▶ _Supplied records_:
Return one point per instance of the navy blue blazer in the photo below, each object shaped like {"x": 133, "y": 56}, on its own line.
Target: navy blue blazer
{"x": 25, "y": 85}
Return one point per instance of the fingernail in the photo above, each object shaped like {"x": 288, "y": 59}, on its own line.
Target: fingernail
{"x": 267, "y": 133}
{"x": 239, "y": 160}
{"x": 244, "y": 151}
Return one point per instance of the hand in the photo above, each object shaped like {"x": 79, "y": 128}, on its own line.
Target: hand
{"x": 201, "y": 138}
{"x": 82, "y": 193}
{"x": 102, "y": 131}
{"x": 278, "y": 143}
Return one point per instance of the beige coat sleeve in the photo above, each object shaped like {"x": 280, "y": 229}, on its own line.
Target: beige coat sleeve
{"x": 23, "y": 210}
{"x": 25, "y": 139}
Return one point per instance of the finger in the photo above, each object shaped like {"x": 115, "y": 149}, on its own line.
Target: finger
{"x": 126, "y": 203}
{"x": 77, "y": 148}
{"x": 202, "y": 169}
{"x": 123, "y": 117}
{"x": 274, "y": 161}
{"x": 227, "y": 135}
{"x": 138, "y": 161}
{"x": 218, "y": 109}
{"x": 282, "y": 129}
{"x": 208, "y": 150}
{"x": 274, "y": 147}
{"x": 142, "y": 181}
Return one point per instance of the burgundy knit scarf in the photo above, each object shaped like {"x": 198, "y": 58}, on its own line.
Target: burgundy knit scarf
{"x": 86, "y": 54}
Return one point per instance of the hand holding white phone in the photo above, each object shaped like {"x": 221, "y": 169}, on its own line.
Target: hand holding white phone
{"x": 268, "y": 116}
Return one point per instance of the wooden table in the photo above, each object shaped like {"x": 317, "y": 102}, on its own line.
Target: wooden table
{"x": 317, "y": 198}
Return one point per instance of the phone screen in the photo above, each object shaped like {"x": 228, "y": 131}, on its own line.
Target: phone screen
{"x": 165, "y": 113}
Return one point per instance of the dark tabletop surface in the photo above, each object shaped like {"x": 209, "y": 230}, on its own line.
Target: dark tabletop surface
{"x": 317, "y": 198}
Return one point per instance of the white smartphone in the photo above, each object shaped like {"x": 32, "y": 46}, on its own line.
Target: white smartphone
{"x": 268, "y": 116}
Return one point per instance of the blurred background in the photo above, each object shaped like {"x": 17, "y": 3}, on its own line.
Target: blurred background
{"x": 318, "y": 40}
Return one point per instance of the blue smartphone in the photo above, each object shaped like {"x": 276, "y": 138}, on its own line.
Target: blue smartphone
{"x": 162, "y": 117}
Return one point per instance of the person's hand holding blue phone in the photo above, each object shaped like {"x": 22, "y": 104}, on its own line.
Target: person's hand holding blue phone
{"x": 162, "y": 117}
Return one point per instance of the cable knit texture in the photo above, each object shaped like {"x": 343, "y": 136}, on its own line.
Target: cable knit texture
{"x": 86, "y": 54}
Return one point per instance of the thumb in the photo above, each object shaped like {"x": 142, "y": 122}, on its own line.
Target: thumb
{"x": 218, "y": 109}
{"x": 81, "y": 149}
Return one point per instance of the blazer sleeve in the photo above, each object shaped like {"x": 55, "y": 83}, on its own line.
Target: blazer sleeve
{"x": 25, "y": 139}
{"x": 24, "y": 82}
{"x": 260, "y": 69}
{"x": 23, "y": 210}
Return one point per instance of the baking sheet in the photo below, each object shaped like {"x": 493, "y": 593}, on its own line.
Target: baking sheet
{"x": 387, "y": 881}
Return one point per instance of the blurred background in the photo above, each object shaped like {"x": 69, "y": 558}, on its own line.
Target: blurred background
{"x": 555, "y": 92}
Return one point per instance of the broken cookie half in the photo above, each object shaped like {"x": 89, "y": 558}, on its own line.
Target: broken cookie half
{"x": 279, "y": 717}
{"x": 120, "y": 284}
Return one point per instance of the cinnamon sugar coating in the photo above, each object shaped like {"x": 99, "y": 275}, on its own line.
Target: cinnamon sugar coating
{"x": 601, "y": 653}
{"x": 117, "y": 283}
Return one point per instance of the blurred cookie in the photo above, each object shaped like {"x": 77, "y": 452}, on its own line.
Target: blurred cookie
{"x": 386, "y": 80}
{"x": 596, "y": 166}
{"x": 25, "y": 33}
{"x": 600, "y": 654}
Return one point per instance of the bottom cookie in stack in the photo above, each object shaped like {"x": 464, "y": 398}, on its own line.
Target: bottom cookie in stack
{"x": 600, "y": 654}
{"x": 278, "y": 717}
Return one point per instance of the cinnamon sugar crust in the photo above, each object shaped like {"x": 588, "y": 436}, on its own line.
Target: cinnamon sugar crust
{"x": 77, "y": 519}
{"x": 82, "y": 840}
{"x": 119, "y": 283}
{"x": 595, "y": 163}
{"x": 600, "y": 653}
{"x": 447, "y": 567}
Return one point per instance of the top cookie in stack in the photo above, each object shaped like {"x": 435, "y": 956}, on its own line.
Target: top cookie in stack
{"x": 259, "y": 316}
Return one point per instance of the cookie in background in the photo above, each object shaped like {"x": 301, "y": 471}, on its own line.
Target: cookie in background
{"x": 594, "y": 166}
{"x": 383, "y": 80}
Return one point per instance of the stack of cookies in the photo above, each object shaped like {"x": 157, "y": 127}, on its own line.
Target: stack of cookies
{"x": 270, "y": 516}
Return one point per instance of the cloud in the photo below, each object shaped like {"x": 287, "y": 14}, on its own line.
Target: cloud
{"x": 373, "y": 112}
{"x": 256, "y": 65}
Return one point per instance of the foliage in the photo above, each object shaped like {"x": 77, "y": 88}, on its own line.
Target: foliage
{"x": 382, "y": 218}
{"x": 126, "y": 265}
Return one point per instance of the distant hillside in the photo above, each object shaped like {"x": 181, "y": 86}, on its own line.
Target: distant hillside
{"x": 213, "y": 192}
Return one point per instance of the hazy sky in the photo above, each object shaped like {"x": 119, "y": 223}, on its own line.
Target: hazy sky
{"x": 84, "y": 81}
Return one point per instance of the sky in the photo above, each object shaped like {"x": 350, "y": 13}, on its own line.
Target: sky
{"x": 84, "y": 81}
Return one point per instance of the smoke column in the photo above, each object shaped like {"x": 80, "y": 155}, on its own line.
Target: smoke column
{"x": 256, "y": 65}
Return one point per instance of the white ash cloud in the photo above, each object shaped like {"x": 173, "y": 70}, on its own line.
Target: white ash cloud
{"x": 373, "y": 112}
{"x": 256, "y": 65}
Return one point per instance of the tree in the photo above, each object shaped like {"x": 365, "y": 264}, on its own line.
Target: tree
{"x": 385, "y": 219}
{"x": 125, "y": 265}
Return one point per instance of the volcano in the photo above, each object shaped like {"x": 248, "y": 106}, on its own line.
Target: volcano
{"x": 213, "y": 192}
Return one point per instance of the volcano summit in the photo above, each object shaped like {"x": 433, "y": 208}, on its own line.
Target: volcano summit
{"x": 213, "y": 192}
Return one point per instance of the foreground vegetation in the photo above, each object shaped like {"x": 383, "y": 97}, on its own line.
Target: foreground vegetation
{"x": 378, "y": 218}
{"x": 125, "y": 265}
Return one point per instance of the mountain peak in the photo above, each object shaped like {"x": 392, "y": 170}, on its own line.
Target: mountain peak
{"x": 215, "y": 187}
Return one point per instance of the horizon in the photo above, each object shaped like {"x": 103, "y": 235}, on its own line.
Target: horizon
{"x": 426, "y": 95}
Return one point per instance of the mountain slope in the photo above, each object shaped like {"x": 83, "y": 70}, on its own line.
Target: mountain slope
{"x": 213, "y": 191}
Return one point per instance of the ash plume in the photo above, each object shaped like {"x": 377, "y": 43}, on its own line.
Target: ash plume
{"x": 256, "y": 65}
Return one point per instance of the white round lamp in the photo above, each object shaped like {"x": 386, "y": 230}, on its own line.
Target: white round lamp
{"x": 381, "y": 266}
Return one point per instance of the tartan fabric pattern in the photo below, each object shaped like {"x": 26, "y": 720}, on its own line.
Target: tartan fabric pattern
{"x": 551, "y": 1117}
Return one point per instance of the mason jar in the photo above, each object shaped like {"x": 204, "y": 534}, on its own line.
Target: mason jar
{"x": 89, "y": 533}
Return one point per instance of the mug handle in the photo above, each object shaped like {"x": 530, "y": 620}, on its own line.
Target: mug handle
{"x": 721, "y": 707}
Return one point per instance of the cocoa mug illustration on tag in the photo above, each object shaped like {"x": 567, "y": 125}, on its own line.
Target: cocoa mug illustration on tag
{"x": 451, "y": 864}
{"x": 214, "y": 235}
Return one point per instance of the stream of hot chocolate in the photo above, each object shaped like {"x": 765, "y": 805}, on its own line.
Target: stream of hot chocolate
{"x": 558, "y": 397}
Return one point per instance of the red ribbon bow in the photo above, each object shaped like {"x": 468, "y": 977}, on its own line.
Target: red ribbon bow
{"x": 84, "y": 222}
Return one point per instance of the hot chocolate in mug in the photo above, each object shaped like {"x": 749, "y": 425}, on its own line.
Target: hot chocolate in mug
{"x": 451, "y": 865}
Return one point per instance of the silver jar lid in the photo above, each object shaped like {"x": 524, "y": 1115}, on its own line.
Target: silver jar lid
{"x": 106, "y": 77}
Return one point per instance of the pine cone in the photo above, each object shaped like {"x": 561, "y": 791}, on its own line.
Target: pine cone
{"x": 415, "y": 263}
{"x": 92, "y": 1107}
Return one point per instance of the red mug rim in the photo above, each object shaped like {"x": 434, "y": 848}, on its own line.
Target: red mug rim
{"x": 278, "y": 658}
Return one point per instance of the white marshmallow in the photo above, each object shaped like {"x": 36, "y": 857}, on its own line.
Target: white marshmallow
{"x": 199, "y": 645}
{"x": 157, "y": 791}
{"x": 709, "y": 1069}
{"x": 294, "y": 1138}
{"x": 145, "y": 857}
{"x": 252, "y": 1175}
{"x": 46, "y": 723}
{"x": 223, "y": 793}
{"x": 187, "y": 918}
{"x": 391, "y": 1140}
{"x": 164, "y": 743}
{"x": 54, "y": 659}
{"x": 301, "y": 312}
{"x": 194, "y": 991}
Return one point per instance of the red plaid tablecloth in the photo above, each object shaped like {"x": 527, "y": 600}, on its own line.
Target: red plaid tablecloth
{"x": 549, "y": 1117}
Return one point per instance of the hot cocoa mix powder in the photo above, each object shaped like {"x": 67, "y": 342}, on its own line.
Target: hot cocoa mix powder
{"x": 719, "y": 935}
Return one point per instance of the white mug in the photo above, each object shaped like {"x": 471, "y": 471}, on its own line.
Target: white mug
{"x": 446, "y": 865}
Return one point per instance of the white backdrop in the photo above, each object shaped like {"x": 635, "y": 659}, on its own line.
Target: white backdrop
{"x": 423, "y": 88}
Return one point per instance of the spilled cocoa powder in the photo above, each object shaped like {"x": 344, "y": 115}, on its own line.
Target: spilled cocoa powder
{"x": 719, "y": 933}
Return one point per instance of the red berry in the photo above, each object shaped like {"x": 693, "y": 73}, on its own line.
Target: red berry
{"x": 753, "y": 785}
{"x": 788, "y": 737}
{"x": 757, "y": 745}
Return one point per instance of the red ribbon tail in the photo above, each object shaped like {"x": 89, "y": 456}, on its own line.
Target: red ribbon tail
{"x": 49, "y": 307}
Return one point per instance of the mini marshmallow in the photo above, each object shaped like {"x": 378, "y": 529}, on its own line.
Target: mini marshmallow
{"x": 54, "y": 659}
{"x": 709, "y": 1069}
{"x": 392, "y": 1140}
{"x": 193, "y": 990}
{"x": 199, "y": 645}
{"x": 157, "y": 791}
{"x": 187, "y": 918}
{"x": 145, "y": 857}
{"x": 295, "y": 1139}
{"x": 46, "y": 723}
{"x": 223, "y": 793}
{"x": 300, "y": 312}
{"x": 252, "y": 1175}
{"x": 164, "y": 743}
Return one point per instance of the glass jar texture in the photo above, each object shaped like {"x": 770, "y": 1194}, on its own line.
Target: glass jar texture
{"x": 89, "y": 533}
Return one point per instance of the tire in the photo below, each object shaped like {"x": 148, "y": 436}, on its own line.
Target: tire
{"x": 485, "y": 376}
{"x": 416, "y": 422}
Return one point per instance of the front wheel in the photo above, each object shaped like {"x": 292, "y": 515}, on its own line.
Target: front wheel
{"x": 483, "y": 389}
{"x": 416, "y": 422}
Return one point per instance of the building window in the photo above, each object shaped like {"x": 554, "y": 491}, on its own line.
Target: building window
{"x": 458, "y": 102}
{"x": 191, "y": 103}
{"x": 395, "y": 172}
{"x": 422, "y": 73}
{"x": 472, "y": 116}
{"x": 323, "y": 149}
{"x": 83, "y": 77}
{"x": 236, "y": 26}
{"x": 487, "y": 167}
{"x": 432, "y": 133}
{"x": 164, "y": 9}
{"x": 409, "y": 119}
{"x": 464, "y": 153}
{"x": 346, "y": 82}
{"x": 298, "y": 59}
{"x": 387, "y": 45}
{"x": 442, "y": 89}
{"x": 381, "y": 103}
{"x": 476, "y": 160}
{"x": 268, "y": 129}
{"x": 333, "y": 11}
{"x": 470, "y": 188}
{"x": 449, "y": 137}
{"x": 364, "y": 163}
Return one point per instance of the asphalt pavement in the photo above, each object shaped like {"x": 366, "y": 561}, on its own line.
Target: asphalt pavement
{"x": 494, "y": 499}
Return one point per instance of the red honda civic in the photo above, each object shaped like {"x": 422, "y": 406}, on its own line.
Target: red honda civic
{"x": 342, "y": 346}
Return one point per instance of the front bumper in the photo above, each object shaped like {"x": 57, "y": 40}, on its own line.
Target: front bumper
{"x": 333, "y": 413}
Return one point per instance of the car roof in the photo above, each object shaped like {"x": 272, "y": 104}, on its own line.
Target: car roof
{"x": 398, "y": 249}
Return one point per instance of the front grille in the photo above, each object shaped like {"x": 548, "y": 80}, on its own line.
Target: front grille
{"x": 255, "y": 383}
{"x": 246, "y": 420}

▶ _The task_:
Which lines of the records above contain the word "below"? Report each one in full.

▶ _Solution to this exercise_:
Return one point per instance of the navy blue blazer in the photo below, each object shaped like {"x": 133, "y": 56}, on its own line.
Return one point per instance of the baking sheet in the photo below, each object shaped like {"x": 493, "y": 593}, on its own line.
Return one point per instance of the cloud in the photo below, each object shaped like {"x": 287, "y": 14}, on its own line.
Return one point per instance of the tartan fabric pattern in the photo below, each object shaped like {"x": 26, "y": 720}, on its own line.
Return one point per instance of the tire in the photo below, each object shaped like {"x": 148, "y": 436}, on its own line.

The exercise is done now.